*Document extract*.
Slavery played a significant role in African history, influencing societies, economies, and interactions with European powers. While many African kingdoms traditionally practiced slavery for domestic purposes, the arrival of European traders changed the nature of this system. The transatlantic slave trade turned human lives into commodities, fueling wars, wealth, and suffering. This article explores the Spanish slave trade in Bonny, the role of African slave owners, and how slavery shaped different regions, from Dahomey and Songhay to the Swahili coast and Zanzibar. It also examines how colonial powers used the abolition of slavery as a tool for domination.

The Spanish Slave Trade at Bonny

The Celebrated Piratical Slaver L’ Antonio with others of the Black Craft lying in the Bonny River
The Celebrated Piratical Slaver L’ Antonio with others of the Black Craft lying in the Bonny River. Photo by: Tumblr

In the early 19th century, the Spanish merchant schooner L’Antonio was seen in the Bonny River (now in Nigeria), waiting to load African Slaves. Other slave ships were also present in the background. The scene appeared calm, but in reality, it was a part of the brutal transatlantic slave trade.

A small boat can be seen in the foreground, transporting captured Africans to the waiting ship. A crew member with a whip ensured that the captives remained under control. This lithograph was created in 1845, years after Britain had abolished the slave trade. However, at the time, countries like Cuba and Brazil were still importing enslaved Africans. The British Royal Navy worked to stop these activities by intercepting ships and repatriating freed Africans to places like Sierra Leone.

African Slave Owners

Slavery existed in Africa long before European involvement. Many African societies, especially those with kings and hierarchical governments, kept Slaves as a symbol of power and wealth. However, these enslaved individuals were mainly used for domestic work, not for large-scale commercial trade.

With the arrival of Europeans seeking labour for plantations in the Americas, the nature of African slavery changed. Some African rulers and merchants began selling slaves to Europeans in exchange for goods, weapons, and wealth.

African Kingdoms and the Slave Trade

The Dahomey Kingdom (Present-day Benin)

By the 18th century, the Kingdom of Dahomey became a major player in the transatlantic slave trade. The Dahomey rulers waged wars against neighbouring kingdoms, capturing thousands of people and selling them into slavery.

King Tegbesu, who ruled in the mid-1700s, made around £250,000 per year from the slave trade. In the 1840s, King Gezo refused to stop the trade despite British pressure, stating:

“The slave trade is the ruling principle of my people. It is the source and the glory of their wealth… the mother lulls the child to sleep with notes of triumph over an enemy reduced to slavery.”

Northern Ghana: Babatu the Slave Trader

Mohammed Ibrahim Babatu, a schoolteacher in Yendi, Ghana, is a descendant of the famous slave trader Babatu. His ancestor, also known as Baba-ato, was a Muslim slave raider from Niger who carried out raids in Northern Ghana in the 1880s.

Mohammed Ibrahim Babatu acknowledges the harm his ancestor caused:

“He has done a great deal of harm to the people of Africa. I have studied history, and I know the effects of slavery. Some in my family believe he was ignorant, but what he did brought our family great fame in Dagomba society.”

Babatu sold enslaved people at the Salaga market. He and others involved in the trade did not fully understand what happened to the people they sold.

*Supplied information*.
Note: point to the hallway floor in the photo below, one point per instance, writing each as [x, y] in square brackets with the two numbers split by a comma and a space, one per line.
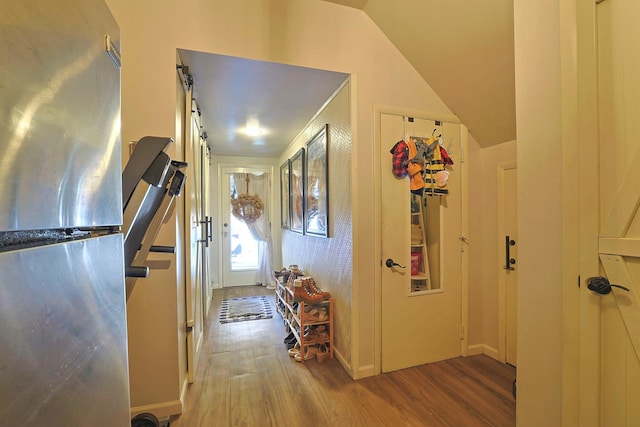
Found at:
[246, 378]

*Your instructions*. Write the next part of the article on slavery in African history, starting after its final sentence.

*Output for this task*.
Slavery in Other African Societies

Volume and direction of the trans-Atlantic slave trade from all African to all American regions
Volume and direction of the trans-Atlantic slave trade from all African to all American regions. Photo by: Slave Voyages

The Songhay Empire

Leo Africanus, a Moroccan traveller in the early 1500s, described the wealth and slave markets of Gao, the capital of the Songhay Empire:

“Here, there is a certain place where slaves are sold, especially on market days. A young slave of fifteen years is sold for six ducats, and children are also sold. The king keeps a large number of concubines and slaves in his private palace.”

The Swahili Coast

The ruling class of Swahili society, including sultans, government officials, and wealthy merchants, kept enslaved people for domestic labour and agricultural work. The famous trader Tippu Tip, who became powerful in East Africa, was the grandson of a slave.

The Omani Sultan, Seyyid Said, became extremely rich by using enslaved labour on clove plantations. He was so successful that in 1840, he moved the Omani capital to Zanzibar.

The British and the End of Slavery

The Asante Kingdom (Modern-day Ghana)

The Asante people had a long tradition of keeping Slaves for domestic work, but their main economic focus was gold. When Europeans arrived, the demand for slaves grew, and slavery became more profitable than gold trading.

By 1895, the British did not interfere much with domestic slavery in Asante society. A British Colonial Office statement said:

“It would be a mistake to frighten the King of Kumasi and the Ashantis generally on the question of slavery. We cannot sweep away their customs all at once.”

However, British attitudes changed when the Asante resisted colonial rule. In 1896, after King Prempeh I was defeated and exiled, the British took control and forced the Asante to follow British law, which included the abolition of the slave trade.

The King of Bonny’s Reaction

In 1807, Britain banned the slave trade, but some African leaders resisted the decision. The King of Bonny, in the Niger Delta, was shocked and opposed the ban:

“We think this trade must go on. That is the verdict of our oracle and the priests. They say that your country, however great, can never stop a trade ordained by God himself.”

Slavery played a major role in African societies, both before and after European involvement. While many African kingdoms initially kept enslaved people for domestic purposes, the arrival of European traders turned slavery into a large-scale commercial business. Some African rulers and merchants gained great wealth from the trade, while others resisted it.

The British, after banning the slave trade, used its suppression as a reason to expand their colonial influence. Today, slavery is recognized as one of the greatest injustices in human history, leaving a lasting impact on African societies.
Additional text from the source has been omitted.